INSTRUCTIONS TO FOLLOW
Pull out every line in the records below that contains the string "path", and list those lines in the order they appear.

DATA SHOWN
▼

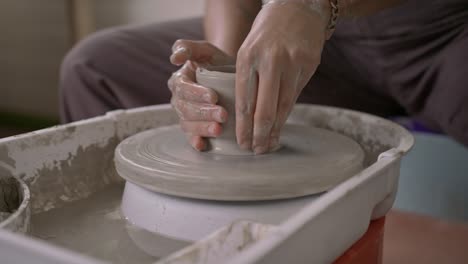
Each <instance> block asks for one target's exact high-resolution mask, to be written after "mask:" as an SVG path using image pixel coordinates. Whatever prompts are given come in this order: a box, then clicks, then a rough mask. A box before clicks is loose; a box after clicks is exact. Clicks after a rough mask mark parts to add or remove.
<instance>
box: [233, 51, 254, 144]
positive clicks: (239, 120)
mask: <svg viewBox="0 0 468 264" xmlns="http://www.w3.org/2000/svg"><path fill="white" fill-rule="evenodd" d="M236 69H237V72H236V92H235V94H236V100H235V101H236V138H237V143H238V144H239V146H240V147H241V148H242V149H251V148H252V137H253V134H252V133H253V114H254V110H255V101H256V99H257V71H256V69H255V67H254V66H253V65H252V64H251V63H250V61H249V60H248V58H243V56H239V55H238V61H237V64H236Z"/></svg>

▲

SOLUTION TO THIS EXERCISE
Each <instance> block asks for one target's exact high-resolution mask, to be written after "mask:" as an SVG path using image pixel coordinates. Whatever prompts are given come in this order: a box, then clicks, then a rough mask. A box before clicks is loose; a box after clicks is exact. Clicks after a rough mask mark parts to add or remove.
mask: <svg viewBox="0 0 468 264" xmlns="http://www.w3.org/2000/svg"><path fill="white" fill-rule="evenodd" d="M236 69H237V72H236V92H235V94H236V100H235V101H236V138H237V143H238V144H239V146H240V147H241V148H242V149H251V148H252V137H253V134H252V133H253V114H254V110H255V101H256V99H257V71H256V69H255V67H254V66H253V65H252V64H251V63H250V61H249V60H248V58H243V56H239V55H238V61H237V64H236Z"/></svg>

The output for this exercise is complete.